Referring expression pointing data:
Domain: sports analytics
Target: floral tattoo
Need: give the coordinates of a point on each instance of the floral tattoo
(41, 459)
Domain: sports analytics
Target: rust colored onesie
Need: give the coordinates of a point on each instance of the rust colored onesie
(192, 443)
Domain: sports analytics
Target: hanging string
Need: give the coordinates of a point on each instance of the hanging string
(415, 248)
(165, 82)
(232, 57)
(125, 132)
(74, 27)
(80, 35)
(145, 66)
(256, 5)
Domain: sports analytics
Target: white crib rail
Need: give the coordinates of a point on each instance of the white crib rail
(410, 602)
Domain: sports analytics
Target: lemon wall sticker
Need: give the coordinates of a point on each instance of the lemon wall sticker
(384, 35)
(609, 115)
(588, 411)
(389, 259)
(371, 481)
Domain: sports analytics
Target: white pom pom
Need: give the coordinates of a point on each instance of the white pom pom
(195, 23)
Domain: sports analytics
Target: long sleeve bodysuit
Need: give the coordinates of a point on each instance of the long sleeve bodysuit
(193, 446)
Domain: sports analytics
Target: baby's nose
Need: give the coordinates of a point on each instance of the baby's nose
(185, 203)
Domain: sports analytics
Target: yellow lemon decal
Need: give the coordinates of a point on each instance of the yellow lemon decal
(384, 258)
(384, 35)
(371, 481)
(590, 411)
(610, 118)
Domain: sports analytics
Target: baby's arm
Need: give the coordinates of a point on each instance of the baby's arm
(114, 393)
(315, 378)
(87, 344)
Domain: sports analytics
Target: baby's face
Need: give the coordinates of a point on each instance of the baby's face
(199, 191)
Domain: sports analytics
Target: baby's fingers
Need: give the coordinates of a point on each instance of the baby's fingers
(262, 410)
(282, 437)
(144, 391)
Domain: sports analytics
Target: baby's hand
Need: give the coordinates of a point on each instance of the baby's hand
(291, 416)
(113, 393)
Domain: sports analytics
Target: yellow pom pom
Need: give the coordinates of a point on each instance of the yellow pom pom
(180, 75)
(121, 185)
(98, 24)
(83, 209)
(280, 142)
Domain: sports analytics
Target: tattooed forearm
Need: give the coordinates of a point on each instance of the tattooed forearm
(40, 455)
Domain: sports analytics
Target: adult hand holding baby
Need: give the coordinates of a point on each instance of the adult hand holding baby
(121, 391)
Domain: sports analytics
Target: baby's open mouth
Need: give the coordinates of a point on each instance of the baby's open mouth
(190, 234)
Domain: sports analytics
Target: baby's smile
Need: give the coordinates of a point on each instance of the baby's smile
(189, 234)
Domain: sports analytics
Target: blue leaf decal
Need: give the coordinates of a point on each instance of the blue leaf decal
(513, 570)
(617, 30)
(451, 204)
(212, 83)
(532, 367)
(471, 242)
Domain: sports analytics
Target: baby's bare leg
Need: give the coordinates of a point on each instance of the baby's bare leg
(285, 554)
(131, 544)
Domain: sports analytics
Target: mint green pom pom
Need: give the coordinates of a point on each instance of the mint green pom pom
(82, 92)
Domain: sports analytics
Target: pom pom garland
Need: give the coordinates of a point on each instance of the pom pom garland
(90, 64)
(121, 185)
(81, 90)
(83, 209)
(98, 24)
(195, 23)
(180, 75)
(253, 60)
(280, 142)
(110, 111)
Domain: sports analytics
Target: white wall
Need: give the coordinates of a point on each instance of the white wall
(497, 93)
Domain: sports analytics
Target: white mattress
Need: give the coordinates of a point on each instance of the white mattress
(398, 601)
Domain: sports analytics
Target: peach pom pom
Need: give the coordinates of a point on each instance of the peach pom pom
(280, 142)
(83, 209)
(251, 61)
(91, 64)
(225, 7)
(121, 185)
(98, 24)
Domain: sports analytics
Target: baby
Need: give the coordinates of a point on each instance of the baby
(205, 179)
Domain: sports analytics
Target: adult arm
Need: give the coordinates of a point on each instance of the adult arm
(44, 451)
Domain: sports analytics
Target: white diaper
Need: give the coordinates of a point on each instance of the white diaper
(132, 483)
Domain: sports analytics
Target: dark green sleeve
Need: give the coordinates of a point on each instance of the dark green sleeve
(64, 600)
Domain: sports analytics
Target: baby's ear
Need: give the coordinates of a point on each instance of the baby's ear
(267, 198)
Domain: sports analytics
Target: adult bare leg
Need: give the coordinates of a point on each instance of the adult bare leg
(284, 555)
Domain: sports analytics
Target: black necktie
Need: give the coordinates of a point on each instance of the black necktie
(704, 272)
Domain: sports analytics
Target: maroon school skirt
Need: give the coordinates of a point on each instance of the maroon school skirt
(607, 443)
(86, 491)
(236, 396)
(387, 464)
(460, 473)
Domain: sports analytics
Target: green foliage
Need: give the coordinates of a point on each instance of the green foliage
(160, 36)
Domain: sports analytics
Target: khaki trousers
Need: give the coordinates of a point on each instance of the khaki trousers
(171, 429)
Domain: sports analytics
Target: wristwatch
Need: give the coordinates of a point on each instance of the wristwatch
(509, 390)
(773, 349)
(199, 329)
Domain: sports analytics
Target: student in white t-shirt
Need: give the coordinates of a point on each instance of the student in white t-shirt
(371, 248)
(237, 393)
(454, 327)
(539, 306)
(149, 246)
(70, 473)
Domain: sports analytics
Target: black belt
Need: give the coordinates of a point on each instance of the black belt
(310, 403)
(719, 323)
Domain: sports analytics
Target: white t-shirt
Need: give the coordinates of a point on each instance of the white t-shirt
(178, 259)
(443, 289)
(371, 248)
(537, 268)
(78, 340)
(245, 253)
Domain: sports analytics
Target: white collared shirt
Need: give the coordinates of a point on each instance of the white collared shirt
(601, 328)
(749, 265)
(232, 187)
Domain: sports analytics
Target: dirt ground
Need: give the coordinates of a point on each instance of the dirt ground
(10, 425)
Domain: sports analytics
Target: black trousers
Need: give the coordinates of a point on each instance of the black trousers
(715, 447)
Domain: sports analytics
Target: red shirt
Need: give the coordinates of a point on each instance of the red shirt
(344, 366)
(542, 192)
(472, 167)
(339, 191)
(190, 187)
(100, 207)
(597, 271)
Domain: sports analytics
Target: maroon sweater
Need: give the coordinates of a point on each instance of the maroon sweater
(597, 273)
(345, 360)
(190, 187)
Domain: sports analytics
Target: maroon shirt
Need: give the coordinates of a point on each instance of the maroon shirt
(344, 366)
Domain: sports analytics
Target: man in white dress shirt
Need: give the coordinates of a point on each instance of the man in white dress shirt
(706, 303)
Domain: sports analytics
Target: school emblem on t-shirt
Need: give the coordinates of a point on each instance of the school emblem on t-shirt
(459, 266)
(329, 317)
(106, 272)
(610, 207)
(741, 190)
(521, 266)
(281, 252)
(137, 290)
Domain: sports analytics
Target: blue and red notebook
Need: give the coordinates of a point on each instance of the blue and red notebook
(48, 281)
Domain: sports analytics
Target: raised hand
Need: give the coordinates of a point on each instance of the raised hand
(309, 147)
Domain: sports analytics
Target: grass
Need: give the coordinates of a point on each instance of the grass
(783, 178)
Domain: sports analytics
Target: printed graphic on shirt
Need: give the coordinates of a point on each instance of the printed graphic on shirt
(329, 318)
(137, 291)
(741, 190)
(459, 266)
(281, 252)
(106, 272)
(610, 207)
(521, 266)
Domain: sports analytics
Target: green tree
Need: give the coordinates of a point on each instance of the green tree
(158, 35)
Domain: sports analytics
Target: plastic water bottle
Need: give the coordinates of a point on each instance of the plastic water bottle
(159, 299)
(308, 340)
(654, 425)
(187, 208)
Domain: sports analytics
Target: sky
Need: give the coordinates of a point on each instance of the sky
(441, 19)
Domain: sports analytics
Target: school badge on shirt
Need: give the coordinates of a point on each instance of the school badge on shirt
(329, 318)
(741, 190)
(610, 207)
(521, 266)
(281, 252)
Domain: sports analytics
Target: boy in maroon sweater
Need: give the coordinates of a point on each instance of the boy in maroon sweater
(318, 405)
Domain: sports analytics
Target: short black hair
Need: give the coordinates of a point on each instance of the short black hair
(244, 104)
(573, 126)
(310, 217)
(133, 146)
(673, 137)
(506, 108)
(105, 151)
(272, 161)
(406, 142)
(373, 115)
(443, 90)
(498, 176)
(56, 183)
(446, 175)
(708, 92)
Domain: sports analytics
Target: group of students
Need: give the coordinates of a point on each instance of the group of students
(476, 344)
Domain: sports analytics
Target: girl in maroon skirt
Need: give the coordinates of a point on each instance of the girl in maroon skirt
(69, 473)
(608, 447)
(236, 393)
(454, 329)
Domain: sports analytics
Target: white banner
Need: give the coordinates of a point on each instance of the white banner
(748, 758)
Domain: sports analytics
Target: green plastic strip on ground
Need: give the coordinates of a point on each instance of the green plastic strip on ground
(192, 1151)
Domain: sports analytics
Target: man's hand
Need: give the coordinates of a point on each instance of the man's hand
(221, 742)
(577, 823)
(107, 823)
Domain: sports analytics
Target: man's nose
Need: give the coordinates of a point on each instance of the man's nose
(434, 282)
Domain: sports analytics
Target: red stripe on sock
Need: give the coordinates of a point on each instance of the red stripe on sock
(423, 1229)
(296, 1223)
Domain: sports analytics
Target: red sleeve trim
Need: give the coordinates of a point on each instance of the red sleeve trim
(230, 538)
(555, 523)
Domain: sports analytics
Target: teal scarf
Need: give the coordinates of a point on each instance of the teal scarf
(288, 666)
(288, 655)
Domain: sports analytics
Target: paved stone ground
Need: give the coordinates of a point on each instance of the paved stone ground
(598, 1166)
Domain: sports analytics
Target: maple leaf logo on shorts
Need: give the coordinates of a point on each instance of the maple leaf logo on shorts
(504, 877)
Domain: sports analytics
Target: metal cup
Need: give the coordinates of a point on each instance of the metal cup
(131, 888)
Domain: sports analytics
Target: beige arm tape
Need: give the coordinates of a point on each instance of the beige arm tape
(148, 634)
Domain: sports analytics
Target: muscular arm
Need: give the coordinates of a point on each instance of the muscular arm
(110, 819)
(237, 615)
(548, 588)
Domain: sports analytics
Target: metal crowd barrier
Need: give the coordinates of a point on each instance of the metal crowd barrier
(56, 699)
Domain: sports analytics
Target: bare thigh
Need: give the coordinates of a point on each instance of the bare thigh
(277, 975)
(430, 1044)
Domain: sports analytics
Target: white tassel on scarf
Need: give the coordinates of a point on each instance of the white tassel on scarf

### PROBLEM DESCRIPTION
Go through the data above and return each line containing the string "tassel".

### RESPONSE AREA
Target: white tassel on scarf
Need: give the coordinates of a point on each instance of the white tassel on scarf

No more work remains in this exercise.